[ARTICLE]:
Commentators believe Mary must have had a very special role in the festivities. Some believe she was the sister of the groom’s mother… an aunt entrusted with the details of the reception. So when the supply of wine went dry it was Mary’s job to get some more wine so that the groom and the bride would not be embarrassed. So she turned to her son and said, “Jesus, they have no more wine.”

Jesus’ response seems a bit harsh. “Dear woman (or Mother), why do you involve me?”

That sounds like he said something like, “So, it sounds like a personal problem to me.” Or, “A failure to plan on your part does not constitute an emergency on my part.” However commentators suggest that it was Jesus’ way of assuring his mother that he would take care of it. (We can hardly expect that Jesus would have been smart-mouthed and disrespectful to his mother.) And it would seem that Mary understood his response to be a willingness to help because she immediately instructed the servants to do whatever Jesus asked them to do.

You know the story. You know that he instructed the servants to fill six stone jars that were typically used for ceremonial washing with water. They did as they were told and then Jesus had them take a cup to the “master of the banquet” (who may have been the equivalent of a toast-master or head-waiter) for tasting. And when he had tasted it he said, “Wow! This is good stuff!” Actually he went to the bridegroom and pulled him aside and said, “Everyone brings out the choice wine first and then the cheaper wine after the guests have had too much to drink; but you have saved the best till now.”

I recently had a conversation with an elderly gentleman who was a milk taster back in the days when farmers sold their milk to produce houses and creameries. He said that you never swallowed the milk but always spit it out because if you swallow it, you lose the ability to taste the differences in milk samples. And then he added, “My dad used to say that after the first beer, beer is just beer.” In other words it all tastes the same.

But this wine did not just taste like more of the same. Jesus did not just drum up a hundred and eighty gallons of “Ripple.” This was good stuff. Jesus doesn’t do cut-rate, dumbed-down, econo miracles.

But the point is… Jesus took a potentially embarrassing situation and turned it into an honorable one.

So we know that Jesus was pretty much an ordinary person who had a mother and friends and relatives and that he even attended weddings. He was not always out there doing big things and saving the world… sometimes he saved a simple wedding.

It is however, this act of saving a wedding that reveals something more about Jesus.

[SHORT EXERCISE 1]: In the sermon excerpt, what were the six stone jars typically used for?
[SHORT EXERCISE 2]: Update the listing from the line with "Target: stone paving slab" through the end of the listing by replacing "Target" with "Object" wherever it appears, with nothing else changed. Return only those lines and omit the pictures.

[DATA PROVIDED]:
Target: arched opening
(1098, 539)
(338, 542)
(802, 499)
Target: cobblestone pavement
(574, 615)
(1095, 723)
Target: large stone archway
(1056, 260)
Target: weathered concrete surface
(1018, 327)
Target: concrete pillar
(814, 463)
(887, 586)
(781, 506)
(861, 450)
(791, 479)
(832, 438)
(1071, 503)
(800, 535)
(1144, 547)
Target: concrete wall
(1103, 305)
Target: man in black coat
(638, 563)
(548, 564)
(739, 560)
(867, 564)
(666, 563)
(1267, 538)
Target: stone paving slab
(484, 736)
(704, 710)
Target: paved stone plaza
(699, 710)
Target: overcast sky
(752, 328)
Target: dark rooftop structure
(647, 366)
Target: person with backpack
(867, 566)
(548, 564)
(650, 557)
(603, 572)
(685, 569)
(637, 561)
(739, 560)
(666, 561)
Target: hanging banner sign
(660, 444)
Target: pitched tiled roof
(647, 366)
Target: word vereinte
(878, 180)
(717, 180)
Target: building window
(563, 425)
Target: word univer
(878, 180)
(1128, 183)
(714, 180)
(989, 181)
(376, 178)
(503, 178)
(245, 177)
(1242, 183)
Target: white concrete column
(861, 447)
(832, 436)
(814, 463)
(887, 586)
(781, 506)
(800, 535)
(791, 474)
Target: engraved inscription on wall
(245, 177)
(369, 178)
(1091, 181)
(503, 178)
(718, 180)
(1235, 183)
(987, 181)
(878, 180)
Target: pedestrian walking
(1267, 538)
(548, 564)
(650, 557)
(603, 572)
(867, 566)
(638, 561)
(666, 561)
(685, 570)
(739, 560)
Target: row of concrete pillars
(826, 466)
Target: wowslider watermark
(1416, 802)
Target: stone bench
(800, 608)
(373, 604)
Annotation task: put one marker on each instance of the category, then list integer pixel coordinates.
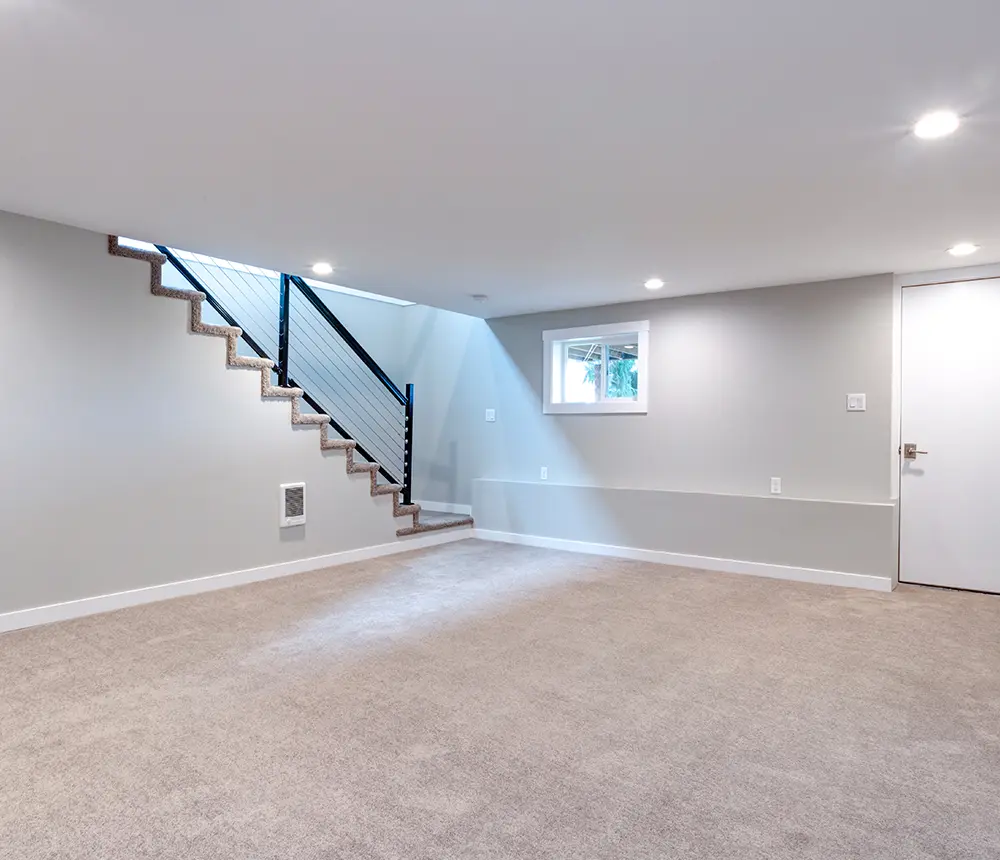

[RESULT 1]: Ceremonial washing.

[RESULT 2]:
Object: stone paving slab
(484, 736)
(704, 710)
Object: paved stone plaza
(699, 710)
Object: overcast sky
(752, 328)
Object: dark rooftop structure
(647, 366)
Object: person with backpack
(867, 566)
(548, 564)
(650, 557)
(603, 572)
(685, 569)
(637, 561)
(739, 560)
(666, 561)
Object: hanging banner sign
(660, 444)
Object: pitched tiled roof
(647, 366)
Object: word vereinte
(878, 180)
(717, 180)
Object: building window
(563, 425)
Object: word univer
(878, 180)
(1128, 183)
(714, 180)
(989, 181)
(376, 178)
(503, 178)
(245, 177)
(1242, 183)
Object: white concrete column
(861, 447)
(832, 436)
(814, 463)
(887, 586)
(781, 506)
(800, 535)
(791, 474)
Object: engraved inscription on wall
(245, 177)
(369, 178)
(1091, 181)
(503, 178)
(718, 180)
(1235, 183)
(987, 181)
(878, 180)
Object: pedestrian walking
(1267, 538)
(548, 564)
(650, 557)
(603, 572)
(867, 566)
(638, 561)
(666, 561)
(685, 570)
(739, 560)
Object: row of concrete pillars
(826, 466)
Object: wowslider watermark
(1416, 802)
Object: stone bench
(800, 608)
(373, 604)
Annotation task: put one marker on each instance of the category, then list integer pixel coordinates.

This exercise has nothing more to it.